### LISTED RECORDS
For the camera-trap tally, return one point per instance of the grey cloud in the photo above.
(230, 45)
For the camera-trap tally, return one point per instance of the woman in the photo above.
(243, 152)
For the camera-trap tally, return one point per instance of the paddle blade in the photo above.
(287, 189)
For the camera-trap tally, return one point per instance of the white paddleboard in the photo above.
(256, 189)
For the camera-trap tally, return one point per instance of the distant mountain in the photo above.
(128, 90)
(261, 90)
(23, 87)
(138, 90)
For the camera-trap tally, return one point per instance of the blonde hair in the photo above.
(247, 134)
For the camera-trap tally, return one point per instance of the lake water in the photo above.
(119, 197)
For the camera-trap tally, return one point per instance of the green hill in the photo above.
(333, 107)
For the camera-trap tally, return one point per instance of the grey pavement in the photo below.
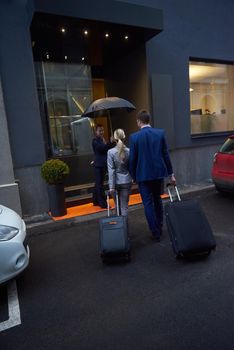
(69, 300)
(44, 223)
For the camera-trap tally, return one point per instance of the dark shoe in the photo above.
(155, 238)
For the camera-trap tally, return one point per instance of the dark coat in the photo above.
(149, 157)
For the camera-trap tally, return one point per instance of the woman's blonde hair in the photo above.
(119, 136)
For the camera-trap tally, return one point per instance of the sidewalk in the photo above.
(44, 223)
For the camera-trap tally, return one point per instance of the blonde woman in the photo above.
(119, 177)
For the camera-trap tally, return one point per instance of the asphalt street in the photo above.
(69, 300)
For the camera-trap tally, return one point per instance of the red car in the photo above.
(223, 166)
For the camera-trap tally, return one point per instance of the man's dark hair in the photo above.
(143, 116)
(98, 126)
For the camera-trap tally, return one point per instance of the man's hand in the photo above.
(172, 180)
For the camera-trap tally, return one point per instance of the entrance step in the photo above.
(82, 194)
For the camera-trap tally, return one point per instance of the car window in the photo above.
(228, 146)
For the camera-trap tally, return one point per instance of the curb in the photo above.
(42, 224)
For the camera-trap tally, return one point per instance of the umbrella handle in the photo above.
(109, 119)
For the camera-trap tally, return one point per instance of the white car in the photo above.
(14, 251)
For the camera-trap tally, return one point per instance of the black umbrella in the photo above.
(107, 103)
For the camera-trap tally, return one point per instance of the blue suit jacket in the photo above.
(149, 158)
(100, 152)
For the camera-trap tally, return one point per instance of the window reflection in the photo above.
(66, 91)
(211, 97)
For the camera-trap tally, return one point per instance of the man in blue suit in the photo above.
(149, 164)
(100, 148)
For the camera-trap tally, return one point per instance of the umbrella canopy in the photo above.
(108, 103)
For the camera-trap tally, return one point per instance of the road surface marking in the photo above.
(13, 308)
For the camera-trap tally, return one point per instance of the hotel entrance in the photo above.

### ACTIVITY
The answer consists of the line holding "marking in the photo above." and every line after it up to the end of the records, word for word.

### SOLUTION FOR THIS PROBLEM
For the camera-trap tally, return one point per instance of the road surface marking in the photo above.
(13, 308)
For the camera-trap tally, return one point per instance of the hotel entrance in the photo above.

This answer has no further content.